▸ **Problem**:
In the records below, turn the lines from the one with "the watercolor pan" up to and including the one with "(1149, 661)" into a Markdown table with the columns Row and Line. Number each line in Row, put its text in Line, and leave out any blank lines.

Named object pointing entries:

'''

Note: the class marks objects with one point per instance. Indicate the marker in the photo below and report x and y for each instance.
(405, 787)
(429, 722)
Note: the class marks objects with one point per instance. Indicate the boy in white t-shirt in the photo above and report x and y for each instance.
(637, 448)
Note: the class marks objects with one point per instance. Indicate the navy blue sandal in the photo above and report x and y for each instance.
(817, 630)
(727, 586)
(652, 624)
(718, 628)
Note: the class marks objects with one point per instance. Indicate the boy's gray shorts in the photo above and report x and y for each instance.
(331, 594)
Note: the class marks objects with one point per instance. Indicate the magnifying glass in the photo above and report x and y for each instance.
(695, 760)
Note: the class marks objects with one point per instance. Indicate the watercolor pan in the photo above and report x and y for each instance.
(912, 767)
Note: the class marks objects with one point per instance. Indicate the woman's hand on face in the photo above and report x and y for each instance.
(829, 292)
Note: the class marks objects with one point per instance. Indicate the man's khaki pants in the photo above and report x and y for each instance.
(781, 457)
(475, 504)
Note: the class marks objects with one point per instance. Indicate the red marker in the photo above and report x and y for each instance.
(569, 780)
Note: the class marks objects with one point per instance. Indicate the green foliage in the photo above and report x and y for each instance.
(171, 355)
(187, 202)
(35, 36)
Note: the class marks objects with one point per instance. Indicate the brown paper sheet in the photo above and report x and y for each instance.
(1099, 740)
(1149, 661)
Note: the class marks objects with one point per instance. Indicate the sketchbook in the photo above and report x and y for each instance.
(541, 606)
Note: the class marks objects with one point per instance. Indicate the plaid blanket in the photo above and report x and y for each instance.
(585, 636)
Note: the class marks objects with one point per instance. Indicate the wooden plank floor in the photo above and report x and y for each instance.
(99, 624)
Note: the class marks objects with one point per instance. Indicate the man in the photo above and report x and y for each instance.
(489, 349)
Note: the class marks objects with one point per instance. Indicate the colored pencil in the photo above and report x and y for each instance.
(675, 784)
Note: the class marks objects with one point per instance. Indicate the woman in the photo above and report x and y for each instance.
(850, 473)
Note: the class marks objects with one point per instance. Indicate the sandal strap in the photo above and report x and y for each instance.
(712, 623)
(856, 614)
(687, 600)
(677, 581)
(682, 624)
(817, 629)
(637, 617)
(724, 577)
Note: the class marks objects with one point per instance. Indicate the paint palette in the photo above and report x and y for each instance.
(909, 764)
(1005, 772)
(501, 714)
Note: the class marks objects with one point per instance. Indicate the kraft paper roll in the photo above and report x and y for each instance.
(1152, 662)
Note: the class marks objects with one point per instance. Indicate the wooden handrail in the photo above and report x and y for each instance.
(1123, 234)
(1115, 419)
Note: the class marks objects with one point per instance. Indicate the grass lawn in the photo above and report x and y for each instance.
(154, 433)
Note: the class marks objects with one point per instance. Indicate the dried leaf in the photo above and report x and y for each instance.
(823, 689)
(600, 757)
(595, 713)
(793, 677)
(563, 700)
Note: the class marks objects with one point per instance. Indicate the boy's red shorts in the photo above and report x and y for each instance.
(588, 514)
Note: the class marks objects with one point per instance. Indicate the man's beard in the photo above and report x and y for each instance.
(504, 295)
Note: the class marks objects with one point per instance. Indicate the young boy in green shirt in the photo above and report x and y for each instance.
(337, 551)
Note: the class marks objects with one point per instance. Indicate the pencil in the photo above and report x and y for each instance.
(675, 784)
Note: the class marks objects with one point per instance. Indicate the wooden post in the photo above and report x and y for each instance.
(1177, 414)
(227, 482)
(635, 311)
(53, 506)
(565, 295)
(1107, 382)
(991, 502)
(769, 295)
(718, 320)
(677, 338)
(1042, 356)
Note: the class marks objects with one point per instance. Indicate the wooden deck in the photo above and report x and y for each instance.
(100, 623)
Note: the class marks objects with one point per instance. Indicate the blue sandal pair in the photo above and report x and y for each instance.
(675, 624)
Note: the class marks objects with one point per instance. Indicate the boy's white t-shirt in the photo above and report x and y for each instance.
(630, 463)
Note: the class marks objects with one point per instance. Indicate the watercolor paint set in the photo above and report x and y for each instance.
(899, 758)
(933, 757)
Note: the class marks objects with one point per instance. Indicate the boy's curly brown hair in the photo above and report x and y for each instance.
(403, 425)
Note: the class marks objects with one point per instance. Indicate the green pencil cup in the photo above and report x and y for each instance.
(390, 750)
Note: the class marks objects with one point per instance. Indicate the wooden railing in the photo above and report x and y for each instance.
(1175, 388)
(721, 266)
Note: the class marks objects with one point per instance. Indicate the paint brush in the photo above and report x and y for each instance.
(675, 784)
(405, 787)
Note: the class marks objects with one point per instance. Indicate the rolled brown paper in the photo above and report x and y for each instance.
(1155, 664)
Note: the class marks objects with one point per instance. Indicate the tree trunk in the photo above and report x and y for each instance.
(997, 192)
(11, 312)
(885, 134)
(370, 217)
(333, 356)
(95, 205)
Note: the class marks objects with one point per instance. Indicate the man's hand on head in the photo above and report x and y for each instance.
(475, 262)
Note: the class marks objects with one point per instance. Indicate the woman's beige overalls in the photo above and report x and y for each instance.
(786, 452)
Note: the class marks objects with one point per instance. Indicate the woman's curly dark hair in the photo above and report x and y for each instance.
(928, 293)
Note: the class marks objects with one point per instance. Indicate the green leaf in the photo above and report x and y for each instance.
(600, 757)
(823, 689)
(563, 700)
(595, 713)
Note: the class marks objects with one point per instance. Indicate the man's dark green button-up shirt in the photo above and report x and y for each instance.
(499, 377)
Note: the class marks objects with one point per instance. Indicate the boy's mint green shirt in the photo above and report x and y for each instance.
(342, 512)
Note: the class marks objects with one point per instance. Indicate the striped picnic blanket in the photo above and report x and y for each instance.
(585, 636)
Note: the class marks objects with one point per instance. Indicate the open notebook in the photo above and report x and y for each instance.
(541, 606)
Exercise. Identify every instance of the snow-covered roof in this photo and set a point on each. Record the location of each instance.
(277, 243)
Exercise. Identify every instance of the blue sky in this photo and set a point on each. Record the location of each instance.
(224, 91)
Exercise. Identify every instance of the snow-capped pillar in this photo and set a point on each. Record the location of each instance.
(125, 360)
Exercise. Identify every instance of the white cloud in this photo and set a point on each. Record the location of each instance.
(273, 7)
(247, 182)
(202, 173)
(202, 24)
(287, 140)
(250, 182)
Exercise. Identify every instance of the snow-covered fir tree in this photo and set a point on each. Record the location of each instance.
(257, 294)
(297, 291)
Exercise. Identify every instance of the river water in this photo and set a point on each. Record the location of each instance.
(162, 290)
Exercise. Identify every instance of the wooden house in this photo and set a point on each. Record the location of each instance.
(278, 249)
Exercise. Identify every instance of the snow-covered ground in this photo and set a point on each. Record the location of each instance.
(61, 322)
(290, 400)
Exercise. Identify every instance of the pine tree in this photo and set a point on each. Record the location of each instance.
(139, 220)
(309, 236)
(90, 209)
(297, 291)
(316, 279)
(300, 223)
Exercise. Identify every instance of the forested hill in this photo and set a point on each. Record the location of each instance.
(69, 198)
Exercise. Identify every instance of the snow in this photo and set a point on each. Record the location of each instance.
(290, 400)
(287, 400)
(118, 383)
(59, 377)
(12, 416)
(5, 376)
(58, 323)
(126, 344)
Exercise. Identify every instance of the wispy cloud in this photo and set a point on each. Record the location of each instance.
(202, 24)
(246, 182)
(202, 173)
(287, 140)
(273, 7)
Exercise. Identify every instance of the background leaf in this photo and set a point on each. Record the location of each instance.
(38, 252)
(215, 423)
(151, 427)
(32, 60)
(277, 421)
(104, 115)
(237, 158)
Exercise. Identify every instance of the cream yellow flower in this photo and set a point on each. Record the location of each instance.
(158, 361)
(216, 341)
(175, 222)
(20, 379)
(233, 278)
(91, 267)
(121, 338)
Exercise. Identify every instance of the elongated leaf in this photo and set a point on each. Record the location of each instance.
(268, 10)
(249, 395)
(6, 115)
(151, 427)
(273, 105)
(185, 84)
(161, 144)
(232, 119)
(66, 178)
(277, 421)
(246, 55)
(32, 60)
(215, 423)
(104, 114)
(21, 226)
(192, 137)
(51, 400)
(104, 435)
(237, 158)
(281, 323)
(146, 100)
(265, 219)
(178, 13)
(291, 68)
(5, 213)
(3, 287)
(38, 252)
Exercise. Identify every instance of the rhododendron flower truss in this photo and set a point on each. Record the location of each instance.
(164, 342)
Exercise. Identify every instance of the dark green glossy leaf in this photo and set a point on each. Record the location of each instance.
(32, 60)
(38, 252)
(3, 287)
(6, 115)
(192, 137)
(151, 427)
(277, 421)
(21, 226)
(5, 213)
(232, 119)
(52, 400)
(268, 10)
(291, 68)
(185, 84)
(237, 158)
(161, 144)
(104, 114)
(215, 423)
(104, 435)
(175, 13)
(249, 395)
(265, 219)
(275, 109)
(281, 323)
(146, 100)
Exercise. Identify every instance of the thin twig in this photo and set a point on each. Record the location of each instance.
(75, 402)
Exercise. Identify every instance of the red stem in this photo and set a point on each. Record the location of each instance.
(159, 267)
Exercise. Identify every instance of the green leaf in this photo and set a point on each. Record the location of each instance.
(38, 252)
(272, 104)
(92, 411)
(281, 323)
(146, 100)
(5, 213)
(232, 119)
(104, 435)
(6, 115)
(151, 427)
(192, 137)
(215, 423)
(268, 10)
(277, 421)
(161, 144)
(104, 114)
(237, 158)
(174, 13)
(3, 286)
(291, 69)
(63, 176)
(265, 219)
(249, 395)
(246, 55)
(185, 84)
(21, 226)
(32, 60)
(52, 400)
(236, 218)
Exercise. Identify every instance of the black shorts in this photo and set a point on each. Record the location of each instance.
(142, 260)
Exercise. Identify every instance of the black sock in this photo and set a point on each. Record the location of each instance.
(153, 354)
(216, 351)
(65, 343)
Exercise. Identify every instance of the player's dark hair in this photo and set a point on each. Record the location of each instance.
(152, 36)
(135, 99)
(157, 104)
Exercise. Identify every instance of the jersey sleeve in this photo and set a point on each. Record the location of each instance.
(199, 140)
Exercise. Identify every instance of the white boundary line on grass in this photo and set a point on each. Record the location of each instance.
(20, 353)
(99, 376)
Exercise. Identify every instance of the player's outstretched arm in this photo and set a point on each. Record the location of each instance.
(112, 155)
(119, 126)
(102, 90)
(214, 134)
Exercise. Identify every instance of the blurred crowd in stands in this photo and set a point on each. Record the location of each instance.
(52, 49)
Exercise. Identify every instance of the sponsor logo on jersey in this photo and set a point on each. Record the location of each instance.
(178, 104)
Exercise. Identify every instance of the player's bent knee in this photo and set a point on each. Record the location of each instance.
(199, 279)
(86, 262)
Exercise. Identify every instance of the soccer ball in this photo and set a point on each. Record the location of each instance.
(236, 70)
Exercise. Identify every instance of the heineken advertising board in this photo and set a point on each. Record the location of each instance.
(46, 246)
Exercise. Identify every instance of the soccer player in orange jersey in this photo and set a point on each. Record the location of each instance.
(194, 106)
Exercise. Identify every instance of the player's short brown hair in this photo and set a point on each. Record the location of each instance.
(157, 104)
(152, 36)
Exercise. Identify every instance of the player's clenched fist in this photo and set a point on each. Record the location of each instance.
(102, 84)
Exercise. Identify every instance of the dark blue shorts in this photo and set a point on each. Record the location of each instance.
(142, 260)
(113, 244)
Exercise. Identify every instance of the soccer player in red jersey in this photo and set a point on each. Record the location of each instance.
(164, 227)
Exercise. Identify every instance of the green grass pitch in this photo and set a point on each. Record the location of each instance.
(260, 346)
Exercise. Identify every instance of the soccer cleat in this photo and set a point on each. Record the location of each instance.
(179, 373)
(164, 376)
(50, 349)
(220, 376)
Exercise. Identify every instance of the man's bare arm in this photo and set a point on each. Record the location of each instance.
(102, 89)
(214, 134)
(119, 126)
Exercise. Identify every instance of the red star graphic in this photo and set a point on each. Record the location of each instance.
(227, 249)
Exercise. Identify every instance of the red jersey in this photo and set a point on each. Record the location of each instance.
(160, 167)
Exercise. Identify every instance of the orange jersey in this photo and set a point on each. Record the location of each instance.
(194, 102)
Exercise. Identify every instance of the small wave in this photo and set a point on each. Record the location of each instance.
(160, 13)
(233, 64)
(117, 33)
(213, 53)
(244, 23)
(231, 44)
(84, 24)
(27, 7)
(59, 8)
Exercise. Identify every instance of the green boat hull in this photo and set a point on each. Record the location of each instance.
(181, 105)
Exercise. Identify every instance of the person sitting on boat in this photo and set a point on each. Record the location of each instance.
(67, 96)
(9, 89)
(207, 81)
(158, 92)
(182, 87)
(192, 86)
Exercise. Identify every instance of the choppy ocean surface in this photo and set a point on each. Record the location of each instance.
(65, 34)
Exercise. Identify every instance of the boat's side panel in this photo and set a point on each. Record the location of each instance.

'''

▸ **Response for this exercise**:
| Row | Line |
|---|---|
| 1 | Note: the class marks objects with one point per instance. Indicate the watercolor pan in the photo above and report x and y for each instance. |
| 2 | (912, 767) |
| 3 | Note: the class marks objects with one point per instance. Indicate the woman's hand on face in the photo above and report x and y for each instance. |
| 4 | (829, 292) |
| 5 | Note: the class marks objects with one point per instance. Indicate the man's khaki pants in the photo above and report x and y for each instance. |
| 6 | (781, 457) |
| 7 | (475, 504) |
| 8 | Note: the class marks objects with one point per instance. Indicate the red marker in the photo above and report x and y for each instance. |
| 9 | (569, 780) |
| 10 | Note: the class marks objects with one point per instance. Indicate the green foliage in the photo above and report x and y for each instance. |
| 11 | (171, 355) |
| 12 | (187, 202) |
| 13 | (35, 36) |
| 14 | Note: the class marks objects with one point per instance. Indicate the brown paper sheet in the photo above and report x and y for each instance. |
| 15 | (1099, 740) |
| 16 | (1149, 661) |